** begin PROVIDED RECORDS **
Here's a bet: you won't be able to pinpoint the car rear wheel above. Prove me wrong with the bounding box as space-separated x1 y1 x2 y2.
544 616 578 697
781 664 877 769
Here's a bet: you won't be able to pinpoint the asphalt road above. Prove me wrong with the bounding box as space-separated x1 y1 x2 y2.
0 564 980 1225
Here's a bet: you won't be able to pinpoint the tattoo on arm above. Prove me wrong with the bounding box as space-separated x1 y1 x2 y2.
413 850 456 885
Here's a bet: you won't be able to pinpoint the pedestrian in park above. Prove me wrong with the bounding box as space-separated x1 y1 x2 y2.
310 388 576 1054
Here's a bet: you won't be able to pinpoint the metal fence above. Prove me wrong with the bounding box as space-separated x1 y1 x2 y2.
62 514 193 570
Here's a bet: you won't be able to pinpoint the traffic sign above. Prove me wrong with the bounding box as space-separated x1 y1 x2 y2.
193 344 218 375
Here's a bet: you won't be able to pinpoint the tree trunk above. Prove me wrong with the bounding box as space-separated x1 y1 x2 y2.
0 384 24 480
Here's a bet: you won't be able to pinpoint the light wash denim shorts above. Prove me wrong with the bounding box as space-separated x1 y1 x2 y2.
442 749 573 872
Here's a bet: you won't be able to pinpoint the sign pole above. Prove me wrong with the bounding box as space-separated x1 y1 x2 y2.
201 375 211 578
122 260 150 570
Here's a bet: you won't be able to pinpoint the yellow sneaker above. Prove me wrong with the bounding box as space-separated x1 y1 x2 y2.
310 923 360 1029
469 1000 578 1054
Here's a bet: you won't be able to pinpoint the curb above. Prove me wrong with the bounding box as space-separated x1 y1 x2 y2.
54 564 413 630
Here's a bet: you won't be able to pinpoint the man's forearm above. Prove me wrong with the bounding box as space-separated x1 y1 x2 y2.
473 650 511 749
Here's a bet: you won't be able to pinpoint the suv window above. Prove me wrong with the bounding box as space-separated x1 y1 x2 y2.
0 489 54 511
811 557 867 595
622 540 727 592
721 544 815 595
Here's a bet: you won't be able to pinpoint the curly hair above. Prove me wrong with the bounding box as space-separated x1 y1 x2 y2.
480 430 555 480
** end PROVIDED RECORDS **
Rewrite only the lines from the one containing "Here's a bet: you won't be able to pinpoint the light" down to the one containing "122 260 150 570", including both. Swap "denim shorts" for "jean shorts" and leave everything else unchanged.

Here's a bet: you won't be able to pinpoint the light wash jean shorts above. Prove me wrong with the bounding box as space-separated x1 y1 x2 y2.
442 749 573 872
Here's a bet: you won't be able to pinpoint the sign pole above. Prove me wrong with the bounding box as space-separated x1 y1 x2 y2.
201 375 211 578
122 260 150 570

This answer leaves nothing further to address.